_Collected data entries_
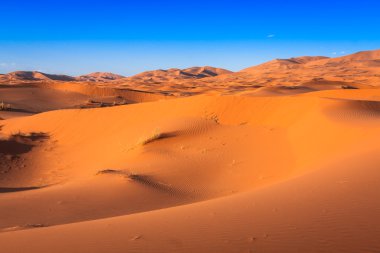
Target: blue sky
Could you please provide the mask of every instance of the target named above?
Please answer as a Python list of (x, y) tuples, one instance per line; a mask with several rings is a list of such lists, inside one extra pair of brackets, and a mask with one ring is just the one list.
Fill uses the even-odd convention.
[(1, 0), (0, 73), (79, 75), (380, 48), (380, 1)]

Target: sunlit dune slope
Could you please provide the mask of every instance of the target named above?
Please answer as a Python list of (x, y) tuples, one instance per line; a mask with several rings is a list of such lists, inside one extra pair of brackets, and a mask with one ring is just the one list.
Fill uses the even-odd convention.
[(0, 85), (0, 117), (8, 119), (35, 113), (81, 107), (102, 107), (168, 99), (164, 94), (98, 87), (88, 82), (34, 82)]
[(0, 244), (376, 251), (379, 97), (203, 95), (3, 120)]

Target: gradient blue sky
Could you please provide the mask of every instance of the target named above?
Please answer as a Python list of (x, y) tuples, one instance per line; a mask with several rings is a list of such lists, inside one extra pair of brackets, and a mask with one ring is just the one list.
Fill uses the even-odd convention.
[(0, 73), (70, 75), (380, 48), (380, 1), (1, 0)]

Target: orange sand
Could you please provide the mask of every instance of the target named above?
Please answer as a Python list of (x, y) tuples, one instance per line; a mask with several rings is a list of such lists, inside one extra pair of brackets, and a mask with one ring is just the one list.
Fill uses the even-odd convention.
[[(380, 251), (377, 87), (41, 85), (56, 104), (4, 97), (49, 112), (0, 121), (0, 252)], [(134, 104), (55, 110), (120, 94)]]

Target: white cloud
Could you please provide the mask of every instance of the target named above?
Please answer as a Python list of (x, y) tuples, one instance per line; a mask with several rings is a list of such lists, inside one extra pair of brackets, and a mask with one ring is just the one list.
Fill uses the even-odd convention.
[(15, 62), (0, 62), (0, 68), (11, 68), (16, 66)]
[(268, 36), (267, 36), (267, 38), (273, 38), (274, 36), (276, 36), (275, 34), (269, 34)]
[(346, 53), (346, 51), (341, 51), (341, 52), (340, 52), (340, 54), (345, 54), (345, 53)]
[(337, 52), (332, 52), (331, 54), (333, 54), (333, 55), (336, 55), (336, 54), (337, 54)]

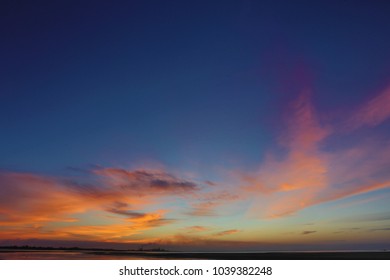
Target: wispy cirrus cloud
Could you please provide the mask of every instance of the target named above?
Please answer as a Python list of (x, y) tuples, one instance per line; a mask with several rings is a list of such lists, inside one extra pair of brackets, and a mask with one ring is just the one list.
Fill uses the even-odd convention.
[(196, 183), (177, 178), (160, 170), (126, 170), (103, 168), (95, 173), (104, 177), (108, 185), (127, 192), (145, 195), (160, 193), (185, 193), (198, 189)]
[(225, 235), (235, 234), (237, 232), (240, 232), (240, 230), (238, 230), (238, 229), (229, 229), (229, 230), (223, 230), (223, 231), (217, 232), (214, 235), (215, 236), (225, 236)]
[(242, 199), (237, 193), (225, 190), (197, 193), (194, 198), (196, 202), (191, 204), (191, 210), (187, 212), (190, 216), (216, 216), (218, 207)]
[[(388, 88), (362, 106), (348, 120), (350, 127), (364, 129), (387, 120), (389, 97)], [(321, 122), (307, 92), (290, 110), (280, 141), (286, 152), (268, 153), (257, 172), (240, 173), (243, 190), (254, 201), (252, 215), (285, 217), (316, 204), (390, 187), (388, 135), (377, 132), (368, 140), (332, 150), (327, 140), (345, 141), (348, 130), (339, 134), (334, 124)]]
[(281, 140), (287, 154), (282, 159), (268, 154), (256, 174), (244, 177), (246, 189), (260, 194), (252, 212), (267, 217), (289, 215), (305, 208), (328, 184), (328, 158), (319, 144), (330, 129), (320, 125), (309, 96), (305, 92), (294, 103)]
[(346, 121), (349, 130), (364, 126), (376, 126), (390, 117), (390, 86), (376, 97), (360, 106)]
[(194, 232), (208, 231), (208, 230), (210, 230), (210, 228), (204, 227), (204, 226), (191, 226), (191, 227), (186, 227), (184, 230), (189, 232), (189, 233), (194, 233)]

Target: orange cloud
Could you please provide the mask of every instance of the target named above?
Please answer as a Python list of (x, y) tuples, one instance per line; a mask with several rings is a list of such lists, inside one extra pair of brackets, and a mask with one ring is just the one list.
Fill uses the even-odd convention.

_Problem details_
Copy out the data verbatim, excluding the pictures.

_Answer box_
Target: blue sky
Could you please provide the mask of every instance of the target named above?
Please answer as a Python list of (x, y) tuples, one instance per line; a mask with several rings is a list of such lists, inside one extra pair of brackets, and a mask with one ring is just the one list.
Fill uses the even-odd convention.
[(1, 0), (0, 73), (79, 75), (380, 48), (380, 1)]

Target: sunlit dune slope
Could you please provide the mask of every instance of the target named above?
Please answer as a Python list of (x, y) tuples, one instance per line; a mask with several rings is a list of such lists, inside one extra pair of brackets, and a mask with one ring is just the one list.
Fill uses the even-odd convention.
[(0, 85), (0, 117), (8, 119), (35, 113), (81, 107), (102, 107), (168, 99), (164, 94), (98, 87), (88, 82), (34, 82)]
[(0, 244), (376, 251), (379, 97), (203, 95), (3, 120)]

Target: gradient blue sky
Could you please provide the mask of every instance of the target named above?
Please answer as a Python list of (x, y) tuples, one instance per line; a mask with several rings is a list of such lists, inside one extra pair of brackets, and a mask with one ring is just the one list.
Fill uses the even-odd convention.
[(0, 73), (70, 75), (380, 48), (380, 1), (1, 0)]

Target: orange sand
Could you please provide the mask of every instance of the target named above?
Please answer as a Python list of (x, y) tuples, one instance per line; a mask with several rings is a list of such lists, inside one extra pair of brackets, and a mask with one ring is just the one list.
Fill uses the even-odd convention.
[[(380, 251), (377, 87), (41, 85), (56, 104), (4, 97), (49, 112), (0, 121), (0, 252)], [(134, 104), (55, 110), (120, 94)]]

Target: white cloud
Could you please provide the mask of every instance of the target named above?
Please answer as a Python list of (x, y) tuples, one instance per line; a mask with several rings is a list of such lists, inside one extra pair of brackets, and a mask with one ring is just the one list.
Fill uses the even-odd convention.
[(15, 62), (0, 62), (0, 68), (11, 68), (16, 66)]
[(268, 36), (267, 36), (267, 38), (273, 38), (274, 36), (276, 36), (275, 34), (269, 34)]
[(346, 53), (346, 51), (341, 51), (341, 52), (340, 52), (340, 54), (345, 54), (345, 53)]
[(337, 52), (332, 52), (331, 54), (333, 54), (333, 55), (336, 55), (336, 54), (337, 54)]

Target: wispy cirrus cloud
Could you please provide the mask of every instance of the target named above?
Please answer as a Python list of (x, y) tuples, one instance per line; a mask with several rings is a list of such lists, inside one extra pair of brackets, and a mask with one ring is just the one list.
Fill uses the even-odd convention.
[(196, 183), (177, 178), (160, 170), (126, 170), (103, 168), (95, 173), (104, 177), (108, 185), (127, 192), (145, 195), (160, 193), (185, 193), (198, 189)]
[(225, 235), (235, 234), (237, 232), (240, 232), (240, 230), (238, 230), (238, 229), (229, 229), (229, 230), (223, 230), (223, 231), (217, 232), (214, 235), (215, 236), (225, 236)]
[(242, 199), (237, 193), (225, 190), (197, 193), (194, 198), (196, 202), (191, 204), (191, 210), (187, 212), (190, 216), (216, 216), (218, 207)]
[[(388, 88), (362, 106), (348, 120), (350, 127), (364, 129), (387, 120), (389, 97)], [(321, 122), (307, 92), (290, 110), (280, 141), (286, 152), (268, 153), (257, 172), (240, 173), (243, 190), (254, 201), (252, 215), (285, 217), (316, 204), (390, 187), (388, 135), (377, 132), (368, 140), (332, 150), (327, 140), (345, 141), (348, 130), (339, 134), (334, 124)]]
[(281, 140), (287, 154), (282, 159), (268, 154), (256, 174), (244, 177), (246, 189), (260, 194), (252, 212), (267, 217), (289, 215), (305, 208), (328, 184), (328, 158), (319, 144), (330, 129), (320, 125), (309, 96), (305, 92), (294, 103)]
[(346, 121), (349, 130), (364, 126), (376, 126), (390, 117), (390, 86), (376, 97), (360, 106)]
[(194, 232), (208, 231), (208, 230), (210, 230), (210, 228), (204, 227), (204, 226), (191, 226), (191, 227), (186, 227), (184, 230), (189, 232), (189, 233), (194, 233)]

Target: orange cloud
Could you please provide the mask of every instance of the target named above?
Please answer as a Python list of (x, y) tuples, one instance per line; a mask with several rings is a list of such lists, inside one extra pair of brackets, and a mask with one ring is just the one list.
Fill uses the even-odd convention.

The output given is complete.